**What is needed**
Reproduce the passage from the wireless network description word for word, beginning at the words "Although only four" and stopping after "may be used.".

**Selected extract**

________________

DETAILED DESCRIPTION
[0018] FIG. 1 is a block diagram of a wireless network 130
according to an example implementation. In the wireless network 130
of FIG. 1, user devices 131, 132, 133 and 135, which may also be
referred to as mobile stations (MSs) or user equipment (UEs), may
be connected (and in communication) with a base station (BS) 134,
which may also be referred to as an access point (AP), an enhanced
Node B (eNB), a gNB, or a network node. At least part of the
functionalities of an access point (AP), base station (BS) or
(e)Node B (eNB) may be also be carried out by any node, server or
host which may be operably coupled to a transceiver, such as a
remote radio head. BS (or AP) 134 provides wireless coverage within
a cell 136, including to user devices 131, 132, 133 and 135.
Although only four user devices are shown as being connected or
attached to BS 134, any number of user devices may be provided. BS
134 is also connected to a core network 150 via a 51 interface 151.
This is merely one simple example of a wireless network, and others
may be used.
[0019] A user device (user terminal, user equipment (UE) or mobile
station) may refer to a portable computing device that includes
wireless mobile communication devices operating with or without a
subscriber identification module (SIM), including, but not limited
to, the following types of devices: a mobile station (MS), a mobile
phone, a cell phone, a smartphone, a personal digital assistant
(PDA), a handset, a device using a wireless modem (alarm or
measurement device, etc.), a laptop and/or touch screen computer, a
tablet, a phablet, a game console, a notebook, and a multimedia
device, as examples. It should be appreciated that a user device
may also be a nearly exclusive uplink only device, of which an
example is a camera or video camera loading images or video clips
to a network.

________________

**Data entries**
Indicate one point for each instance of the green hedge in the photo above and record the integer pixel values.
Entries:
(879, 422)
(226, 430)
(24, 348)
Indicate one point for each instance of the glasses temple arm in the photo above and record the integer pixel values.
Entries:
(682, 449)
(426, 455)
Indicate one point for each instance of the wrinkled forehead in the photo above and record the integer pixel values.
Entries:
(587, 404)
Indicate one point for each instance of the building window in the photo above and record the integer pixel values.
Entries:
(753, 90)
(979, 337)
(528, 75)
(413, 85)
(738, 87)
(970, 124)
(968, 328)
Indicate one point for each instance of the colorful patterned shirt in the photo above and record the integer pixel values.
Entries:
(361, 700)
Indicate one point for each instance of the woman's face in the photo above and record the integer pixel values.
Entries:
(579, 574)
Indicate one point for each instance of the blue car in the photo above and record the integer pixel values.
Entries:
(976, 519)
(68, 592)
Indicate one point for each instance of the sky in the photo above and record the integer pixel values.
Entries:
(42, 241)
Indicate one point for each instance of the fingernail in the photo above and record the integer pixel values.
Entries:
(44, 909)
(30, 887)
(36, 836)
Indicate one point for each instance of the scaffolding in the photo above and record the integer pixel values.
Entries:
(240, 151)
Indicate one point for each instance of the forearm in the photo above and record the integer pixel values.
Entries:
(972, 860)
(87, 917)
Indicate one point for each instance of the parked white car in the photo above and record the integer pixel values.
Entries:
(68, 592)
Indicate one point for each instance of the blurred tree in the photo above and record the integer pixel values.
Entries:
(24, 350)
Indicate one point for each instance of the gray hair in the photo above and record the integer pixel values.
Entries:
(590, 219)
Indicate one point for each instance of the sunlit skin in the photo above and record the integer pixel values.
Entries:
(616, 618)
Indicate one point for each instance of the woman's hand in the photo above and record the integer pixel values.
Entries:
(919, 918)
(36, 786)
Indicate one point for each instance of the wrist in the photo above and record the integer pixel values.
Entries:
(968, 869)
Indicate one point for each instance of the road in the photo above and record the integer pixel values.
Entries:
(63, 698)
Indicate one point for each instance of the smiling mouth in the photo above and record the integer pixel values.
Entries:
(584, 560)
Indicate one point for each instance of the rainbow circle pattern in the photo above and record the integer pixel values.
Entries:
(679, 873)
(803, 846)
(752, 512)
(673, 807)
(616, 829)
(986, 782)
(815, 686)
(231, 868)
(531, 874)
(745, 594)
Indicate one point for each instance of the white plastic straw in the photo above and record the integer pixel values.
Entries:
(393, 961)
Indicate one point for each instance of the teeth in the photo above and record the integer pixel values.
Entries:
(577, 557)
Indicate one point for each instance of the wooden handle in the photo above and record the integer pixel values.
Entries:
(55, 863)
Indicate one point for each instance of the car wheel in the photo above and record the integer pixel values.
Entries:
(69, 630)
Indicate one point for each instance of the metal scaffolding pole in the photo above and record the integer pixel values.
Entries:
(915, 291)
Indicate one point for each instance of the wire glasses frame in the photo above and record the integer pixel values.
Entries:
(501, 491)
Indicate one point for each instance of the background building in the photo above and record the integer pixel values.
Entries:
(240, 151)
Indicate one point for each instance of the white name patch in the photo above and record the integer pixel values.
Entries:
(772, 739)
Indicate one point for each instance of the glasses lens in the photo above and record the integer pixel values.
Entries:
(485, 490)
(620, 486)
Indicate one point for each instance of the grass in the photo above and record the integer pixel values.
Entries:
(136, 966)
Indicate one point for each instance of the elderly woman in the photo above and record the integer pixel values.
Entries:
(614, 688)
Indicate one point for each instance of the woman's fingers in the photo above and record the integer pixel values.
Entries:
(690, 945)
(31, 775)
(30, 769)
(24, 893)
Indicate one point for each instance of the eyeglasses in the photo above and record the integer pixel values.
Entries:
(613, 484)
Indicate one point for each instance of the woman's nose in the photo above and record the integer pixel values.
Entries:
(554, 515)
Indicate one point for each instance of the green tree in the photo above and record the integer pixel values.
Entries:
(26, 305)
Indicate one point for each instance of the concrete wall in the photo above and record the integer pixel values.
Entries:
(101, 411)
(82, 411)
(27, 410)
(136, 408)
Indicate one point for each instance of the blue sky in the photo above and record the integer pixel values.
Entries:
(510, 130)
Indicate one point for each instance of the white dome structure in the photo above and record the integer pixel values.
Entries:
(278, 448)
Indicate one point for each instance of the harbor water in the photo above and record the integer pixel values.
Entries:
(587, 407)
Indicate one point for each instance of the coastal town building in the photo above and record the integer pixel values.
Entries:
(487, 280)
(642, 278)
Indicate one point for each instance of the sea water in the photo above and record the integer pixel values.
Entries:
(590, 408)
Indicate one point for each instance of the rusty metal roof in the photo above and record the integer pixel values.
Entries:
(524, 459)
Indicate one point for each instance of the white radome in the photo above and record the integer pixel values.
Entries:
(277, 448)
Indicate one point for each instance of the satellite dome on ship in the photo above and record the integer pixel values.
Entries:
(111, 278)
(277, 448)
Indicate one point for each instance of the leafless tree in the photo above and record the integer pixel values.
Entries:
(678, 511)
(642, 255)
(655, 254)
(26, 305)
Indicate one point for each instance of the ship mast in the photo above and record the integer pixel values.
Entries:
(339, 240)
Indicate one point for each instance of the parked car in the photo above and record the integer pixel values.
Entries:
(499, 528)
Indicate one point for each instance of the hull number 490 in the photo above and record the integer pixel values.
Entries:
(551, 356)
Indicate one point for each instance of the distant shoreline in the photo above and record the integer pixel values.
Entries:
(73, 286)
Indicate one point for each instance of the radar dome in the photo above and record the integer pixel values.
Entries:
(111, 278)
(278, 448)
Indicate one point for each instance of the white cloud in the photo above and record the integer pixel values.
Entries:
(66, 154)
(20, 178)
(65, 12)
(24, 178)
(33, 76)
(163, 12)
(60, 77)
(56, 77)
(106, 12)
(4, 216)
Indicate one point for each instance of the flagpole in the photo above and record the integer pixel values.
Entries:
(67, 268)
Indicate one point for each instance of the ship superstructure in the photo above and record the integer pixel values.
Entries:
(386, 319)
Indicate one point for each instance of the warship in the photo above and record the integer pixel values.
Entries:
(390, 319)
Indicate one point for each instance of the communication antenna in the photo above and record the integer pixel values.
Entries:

________________

**Full solution**
Although only four user devices are shown as being connected or
attached to BS 134, any number of user devices may be provided. BS
134 is also connected to a core network 150 via a 51 interface 151.
This is merely one simple example of a wireless network, and others
may be used.